Source document:
+--
With me covered in mud, we stopped at a Subway to eat lunch and for me to try and clean up some more. I probably used Subway's entire stock of paper towels and still looked like crap. Oh well. Lunch was a relief though-nothing like eating Subway after half-sinking yourself in a mudflat!

We stopped at Maxwell NWR after lunch and I saw my life Dickcissel! We were near the entrance and saw a bird fly across the road and land on a fence and were very surprised to find out it was a Dickcissel (or DICK in its 4-letter code). It also happened to be #650 on my life list! Besides the DICK, we didn't see much (a couple American Avocets and a Peregrine Falcon were the exception).

The last stop of the day was Stubblefield Lake. It is just a short drive from Maxwell and can be very good for shorebirds sometimes. Unfortunately, there were very little shorebirds or waterfowl. Christopher did find a Common Loon as we were leaving, which is a pretty good bird for northern New Mexico.
+--
Records supplied:
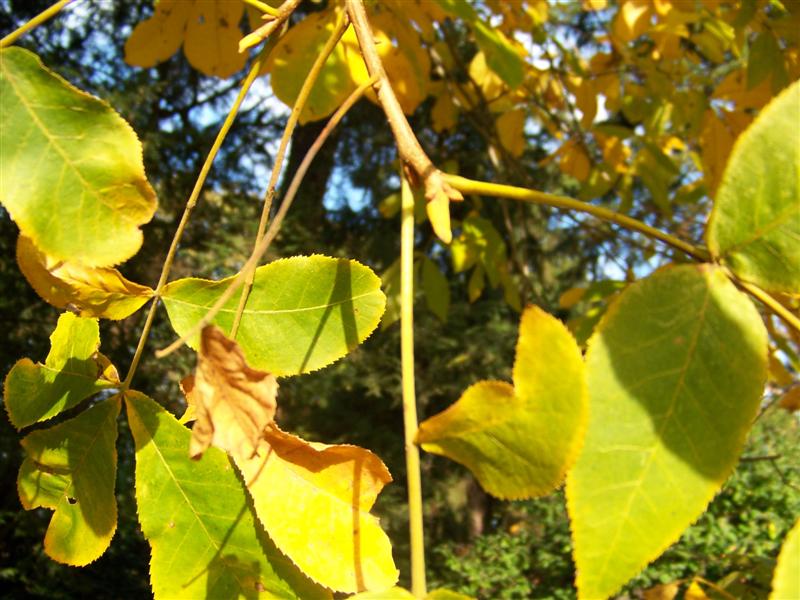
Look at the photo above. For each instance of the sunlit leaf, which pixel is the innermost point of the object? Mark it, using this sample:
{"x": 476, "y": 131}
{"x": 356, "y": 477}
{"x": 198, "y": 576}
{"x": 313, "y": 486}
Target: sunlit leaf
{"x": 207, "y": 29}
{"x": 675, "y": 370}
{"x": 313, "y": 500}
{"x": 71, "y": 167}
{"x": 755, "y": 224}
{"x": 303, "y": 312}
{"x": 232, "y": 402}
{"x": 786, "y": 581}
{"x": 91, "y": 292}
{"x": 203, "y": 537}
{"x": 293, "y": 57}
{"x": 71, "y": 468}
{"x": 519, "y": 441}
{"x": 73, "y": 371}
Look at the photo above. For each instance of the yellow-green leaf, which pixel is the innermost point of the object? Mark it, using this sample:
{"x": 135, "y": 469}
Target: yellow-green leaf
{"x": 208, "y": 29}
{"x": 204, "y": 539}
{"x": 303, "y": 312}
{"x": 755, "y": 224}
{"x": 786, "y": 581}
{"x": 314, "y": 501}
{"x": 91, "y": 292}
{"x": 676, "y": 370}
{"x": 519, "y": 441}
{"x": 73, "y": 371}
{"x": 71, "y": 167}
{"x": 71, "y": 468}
+--
In the birding account, which bird became number 650 on the writer's life list? The material has no connection to the text.

The answer: A Dickcissel.